[Exercise] Check each line of the entries below for the string "dark"; copy every line where it appears.

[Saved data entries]
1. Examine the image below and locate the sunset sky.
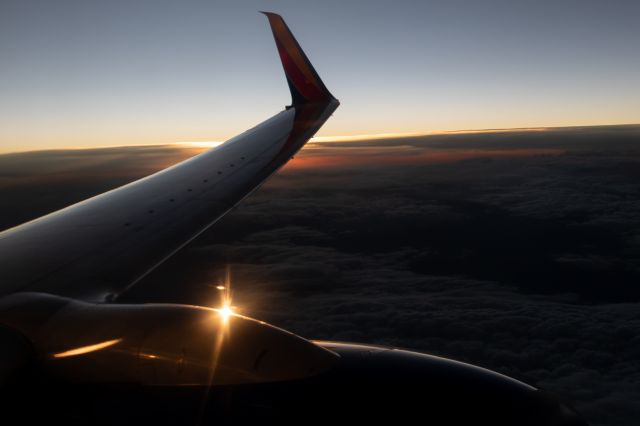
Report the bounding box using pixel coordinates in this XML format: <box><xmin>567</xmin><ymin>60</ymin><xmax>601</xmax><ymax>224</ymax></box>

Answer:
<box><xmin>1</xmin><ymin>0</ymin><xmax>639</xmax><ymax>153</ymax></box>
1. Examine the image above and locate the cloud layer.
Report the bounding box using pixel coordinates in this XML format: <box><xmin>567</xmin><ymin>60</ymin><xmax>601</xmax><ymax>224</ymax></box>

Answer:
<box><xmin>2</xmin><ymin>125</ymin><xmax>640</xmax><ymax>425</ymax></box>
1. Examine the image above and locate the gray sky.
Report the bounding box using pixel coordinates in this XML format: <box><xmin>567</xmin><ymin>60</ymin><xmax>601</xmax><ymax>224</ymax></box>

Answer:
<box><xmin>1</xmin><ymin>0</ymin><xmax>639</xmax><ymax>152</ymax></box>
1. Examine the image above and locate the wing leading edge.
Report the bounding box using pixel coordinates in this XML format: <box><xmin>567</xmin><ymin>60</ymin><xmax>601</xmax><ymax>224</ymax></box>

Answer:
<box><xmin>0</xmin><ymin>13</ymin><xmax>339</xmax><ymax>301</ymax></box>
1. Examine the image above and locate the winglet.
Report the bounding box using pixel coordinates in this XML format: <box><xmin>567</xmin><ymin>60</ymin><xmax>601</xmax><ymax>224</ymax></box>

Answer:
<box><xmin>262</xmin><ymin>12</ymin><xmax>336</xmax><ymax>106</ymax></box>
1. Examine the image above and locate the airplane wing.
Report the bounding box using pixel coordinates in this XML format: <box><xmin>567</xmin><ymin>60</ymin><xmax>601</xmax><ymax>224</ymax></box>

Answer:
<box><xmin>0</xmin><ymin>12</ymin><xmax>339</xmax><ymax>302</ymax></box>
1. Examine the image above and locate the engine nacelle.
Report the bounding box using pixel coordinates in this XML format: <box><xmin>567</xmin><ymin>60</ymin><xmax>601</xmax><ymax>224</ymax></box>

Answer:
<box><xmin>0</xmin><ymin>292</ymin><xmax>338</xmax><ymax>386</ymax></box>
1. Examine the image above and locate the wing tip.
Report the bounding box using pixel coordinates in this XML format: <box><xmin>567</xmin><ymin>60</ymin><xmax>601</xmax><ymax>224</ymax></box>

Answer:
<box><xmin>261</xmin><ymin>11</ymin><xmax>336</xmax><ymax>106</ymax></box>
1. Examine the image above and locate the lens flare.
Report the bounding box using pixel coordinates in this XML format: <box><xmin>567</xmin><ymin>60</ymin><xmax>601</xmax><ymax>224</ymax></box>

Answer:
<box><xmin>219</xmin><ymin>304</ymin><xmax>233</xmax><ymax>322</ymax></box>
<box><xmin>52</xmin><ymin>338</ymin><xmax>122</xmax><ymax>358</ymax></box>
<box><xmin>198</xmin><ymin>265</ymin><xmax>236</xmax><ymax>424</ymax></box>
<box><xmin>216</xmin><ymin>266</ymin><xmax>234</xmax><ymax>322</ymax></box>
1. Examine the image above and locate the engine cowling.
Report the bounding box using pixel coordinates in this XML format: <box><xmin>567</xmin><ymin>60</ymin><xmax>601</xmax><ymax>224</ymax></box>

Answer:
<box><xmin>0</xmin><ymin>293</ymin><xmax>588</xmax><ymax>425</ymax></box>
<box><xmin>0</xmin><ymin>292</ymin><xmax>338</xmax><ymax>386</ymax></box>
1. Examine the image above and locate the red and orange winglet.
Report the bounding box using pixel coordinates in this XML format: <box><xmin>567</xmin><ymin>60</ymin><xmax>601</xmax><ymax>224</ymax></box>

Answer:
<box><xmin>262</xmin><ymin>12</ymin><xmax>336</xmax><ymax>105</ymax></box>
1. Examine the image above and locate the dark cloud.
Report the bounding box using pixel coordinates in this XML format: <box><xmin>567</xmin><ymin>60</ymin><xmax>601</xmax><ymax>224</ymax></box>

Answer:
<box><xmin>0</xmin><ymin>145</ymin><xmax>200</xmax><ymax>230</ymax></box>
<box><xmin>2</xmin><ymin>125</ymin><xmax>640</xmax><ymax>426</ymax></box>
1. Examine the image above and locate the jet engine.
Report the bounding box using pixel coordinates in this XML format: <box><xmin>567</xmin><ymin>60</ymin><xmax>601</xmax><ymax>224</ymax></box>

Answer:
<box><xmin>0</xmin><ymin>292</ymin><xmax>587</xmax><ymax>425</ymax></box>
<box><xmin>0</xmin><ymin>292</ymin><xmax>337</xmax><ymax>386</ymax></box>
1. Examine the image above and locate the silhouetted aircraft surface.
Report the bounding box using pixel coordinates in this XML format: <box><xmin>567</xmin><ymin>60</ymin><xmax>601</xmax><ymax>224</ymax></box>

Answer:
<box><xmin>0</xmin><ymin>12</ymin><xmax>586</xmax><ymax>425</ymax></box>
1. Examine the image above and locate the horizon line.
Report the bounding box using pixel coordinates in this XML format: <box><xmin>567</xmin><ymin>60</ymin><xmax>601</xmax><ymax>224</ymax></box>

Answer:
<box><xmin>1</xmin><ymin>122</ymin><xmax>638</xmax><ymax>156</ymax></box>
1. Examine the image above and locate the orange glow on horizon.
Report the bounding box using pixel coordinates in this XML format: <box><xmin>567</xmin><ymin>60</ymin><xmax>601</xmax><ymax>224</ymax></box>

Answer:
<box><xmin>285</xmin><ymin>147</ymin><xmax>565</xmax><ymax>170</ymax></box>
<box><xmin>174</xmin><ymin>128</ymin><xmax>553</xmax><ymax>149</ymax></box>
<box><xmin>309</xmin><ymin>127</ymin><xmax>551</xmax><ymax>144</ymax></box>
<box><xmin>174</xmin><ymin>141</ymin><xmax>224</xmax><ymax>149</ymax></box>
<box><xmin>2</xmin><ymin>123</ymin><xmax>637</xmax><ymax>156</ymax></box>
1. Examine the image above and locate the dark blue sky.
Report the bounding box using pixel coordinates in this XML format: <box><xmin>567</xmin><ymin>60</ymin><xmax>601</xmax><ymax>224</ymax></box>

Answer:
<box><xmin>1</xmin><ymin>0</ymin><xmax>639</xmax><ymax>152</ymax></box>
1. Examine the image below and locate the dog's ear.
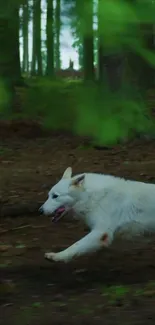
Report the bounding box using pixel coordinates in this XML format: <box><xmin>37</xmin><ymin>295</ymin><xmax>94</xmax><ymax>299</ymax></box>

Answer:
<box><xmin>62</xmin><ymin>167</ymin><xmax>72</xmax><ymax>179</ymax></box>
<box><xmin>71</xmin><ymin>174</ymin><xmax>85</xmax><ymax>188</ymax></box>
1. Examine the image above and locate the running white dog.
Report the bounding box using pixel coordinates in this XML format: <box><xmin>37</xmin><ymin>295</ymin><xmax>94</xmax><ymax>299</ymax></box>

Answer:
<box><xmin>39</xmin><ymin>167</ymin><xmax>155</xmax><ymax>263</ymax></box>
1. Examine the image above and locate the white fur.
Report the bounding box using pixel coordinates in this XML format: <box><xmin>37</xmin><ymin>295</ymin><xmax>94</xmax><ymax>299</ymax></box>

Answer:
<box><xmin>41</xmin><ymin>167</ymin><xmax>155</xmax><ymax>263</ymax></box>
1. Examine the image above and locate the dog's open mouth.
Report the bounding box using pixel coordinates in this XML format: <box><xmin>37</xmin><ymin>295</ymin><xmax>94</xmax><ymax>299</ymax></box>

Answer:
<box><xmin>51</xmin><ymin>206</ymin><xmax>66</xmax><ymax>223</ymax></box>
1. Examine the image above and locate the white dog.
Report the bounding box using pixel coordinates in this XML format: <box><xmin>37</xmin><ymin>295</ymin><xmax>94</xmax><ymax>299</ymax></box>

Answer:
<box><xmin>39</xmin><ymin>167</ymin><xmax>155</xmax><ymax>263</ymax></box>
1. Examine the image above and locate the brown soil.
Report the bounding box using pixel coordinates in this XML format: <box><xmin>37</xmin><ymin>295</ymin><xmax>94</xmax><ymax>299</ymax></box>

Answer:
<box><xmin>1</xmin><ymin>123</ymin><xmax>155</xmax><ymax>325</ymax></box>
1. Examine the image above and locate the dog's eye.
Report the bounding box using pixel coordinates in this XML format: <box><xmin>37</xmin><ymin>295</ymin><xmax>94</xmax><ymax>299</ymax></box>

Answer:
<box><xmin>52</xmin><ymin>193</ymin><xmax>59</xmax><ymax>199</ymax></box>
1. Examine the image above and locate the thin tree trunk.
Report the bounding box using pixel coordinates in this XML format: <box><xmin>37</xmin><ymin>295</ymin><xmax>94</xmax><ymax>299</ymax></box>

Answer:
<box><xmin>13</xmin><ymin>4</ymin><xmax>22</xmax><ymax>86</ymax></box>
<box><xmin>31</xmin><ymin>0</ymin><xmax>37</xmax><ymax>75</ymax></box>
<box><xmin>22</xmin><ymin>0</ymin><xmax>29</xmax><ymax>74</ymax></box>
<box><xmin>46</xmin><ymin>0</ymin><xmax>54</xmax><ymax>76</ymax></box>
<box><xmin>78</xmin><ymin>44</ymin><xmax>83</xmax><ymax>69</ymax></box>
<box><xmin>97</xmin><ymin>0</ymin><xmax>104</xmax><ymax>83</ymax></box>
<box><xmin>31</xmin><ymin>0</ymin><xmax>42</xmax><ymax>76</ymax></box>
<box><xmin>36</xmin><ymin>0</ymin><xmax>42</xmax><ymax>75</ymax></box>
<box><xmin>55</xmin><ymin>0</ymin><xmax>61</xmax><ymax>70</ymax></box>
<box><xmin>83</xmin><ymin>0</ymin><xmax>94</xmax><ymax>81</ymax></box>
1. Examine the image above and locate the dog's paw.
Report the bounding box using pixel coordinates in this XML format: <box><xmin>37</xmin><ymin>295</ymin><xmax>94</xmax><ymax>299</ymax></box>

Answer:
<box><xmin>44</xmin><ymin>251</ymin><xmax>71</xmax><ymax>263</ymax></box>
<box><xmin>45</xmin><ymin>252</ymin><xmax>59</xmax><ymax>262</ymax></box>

[Output]
1. Examine the image above and locate the dark cloud.
1. Examine the image above and locate the dark blue sky.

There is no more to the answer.